EXERCISE: Copy the part of the integral thread below word for word, starting with "First split the" and going on through "theyre both log!".

───── TEXT SEGMENT ─────

Question

Solve integral:

Answer 1

\[\int\limits x/(x^3-1)dx\]

Answer 2

you can replace x with sin x
then x= sinx
and \[x ^{2} -1 =\sin ^{2} -1 = \cos ^{2}\]
and dx=cos x dx

then the integration becomes
\[\int\limits_{}^{}sinx /\cos ^{2}x \times \cos x dx = \int\limits_{}^{}\tan x dx\]

Answer 3

i think its x^3

Answer 4

@El-naggar

Answer 5

yes x^3

Answer 6

i think better to use partial fractions....not sure....

Answer 7

sorry i saw it x^2

Answer 8

@El-naggar : it's okay

Answer 9

I got it. Gimmie 5 mins..

Answer 10

First split the equation into two, as thus:

\[{x \over (x-1)(x^2+x+1)} = {A \over (x-1)} + {Bx + C \over (x^2 + x + 1}\]
We get that
\[A(x^2 + x + 1) + (x-1)(Bx + C) = x\]
A = C, A= -B, B= -1/3
\[{x \over (x-1)(x^2+x+1)} = {1 \over 3}{1 \over (x-1)} + {1 \over 3}{-x + 1 \over (x^2 + x + 1)}\]
The integrals are now trivial, theyre both log!

Answer 11

oh i got it Thank again @soati :)

Answer 12

:) always a pleasure

Answer 13

:D

───── DATA SHOWN ─────

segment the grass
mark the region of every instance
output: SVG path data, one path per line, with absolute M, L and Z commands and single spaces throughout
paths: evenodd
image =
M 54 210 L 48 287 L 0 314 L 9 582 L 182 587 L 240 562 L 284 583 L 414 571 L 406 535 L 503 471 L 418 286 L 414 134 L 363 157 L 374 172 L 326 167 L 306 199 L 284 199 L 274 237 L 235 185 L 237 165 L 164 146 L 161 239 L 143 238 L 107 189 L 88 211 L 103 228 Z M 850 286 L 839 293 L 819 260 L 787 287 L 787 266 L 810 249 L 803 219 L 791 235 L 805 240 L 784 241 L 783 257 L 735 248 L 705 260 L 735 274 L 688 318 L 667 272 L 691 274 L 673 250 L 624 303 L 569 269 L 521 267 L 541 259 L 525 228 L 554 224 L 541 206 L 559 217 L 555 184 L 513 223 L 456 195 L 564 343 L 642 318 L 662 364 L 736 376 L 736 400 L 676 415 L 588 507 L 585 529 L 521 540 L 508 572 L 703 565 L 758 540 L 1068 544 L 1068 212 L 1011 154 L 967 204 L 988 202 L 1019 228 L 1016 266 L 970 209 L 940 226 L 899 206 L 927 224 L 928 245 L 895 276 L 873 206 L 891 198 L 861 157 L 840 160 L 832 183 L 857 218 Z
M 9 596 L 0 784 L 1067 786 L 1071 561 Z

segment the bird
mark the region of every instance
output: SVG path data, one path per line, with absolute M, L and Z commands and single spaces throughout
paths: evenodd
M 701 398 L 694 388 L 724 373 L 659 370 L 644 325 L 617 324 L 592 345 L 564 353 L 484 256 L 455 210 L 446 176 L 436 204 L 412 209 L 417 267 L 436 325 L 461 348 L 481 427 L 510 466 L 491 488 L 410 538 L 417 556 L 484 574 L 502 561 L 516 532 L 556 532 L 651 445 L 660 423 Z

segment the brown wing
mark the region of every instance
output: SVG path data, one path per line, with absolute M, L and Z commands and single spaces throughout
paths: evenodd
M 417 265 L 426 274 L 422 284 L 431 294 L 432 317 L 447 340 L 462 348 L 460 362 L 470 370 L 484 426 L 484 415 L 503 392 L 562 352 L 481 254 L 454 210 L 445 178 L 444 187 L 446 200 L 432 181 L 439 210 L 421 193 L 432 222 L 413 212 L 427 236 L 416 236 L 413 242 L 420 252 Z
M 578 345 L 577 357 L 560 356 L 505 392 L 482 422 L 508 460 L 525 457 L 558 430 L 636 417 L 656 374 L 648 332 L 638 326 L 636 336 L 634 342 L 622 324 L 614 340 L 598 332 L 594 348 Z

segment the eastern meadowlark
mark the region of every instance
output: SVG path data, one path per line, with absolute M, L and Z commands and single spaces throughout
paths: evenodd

─────

FINISHED TASK:
First split the equation into two, as thus:

\[{x \over (x-1)(x^2+x+1)} = {A \over (x-1)} + {Bx + C \over (x^2 + x + 1}\]
We get that
\[A(x^2 + x + 1) + (x-1)(Bx + C) = x\]
A = C, A= -B, B= -1/3
\[{x \over (x-1)(x^2+x+1)} = {1 \over 3}{1 \over (x-1)} + {1 \over 3}{-x + 1 \over (x^2 + x + 1)}\]
The integrals are now trivial, theyre both log!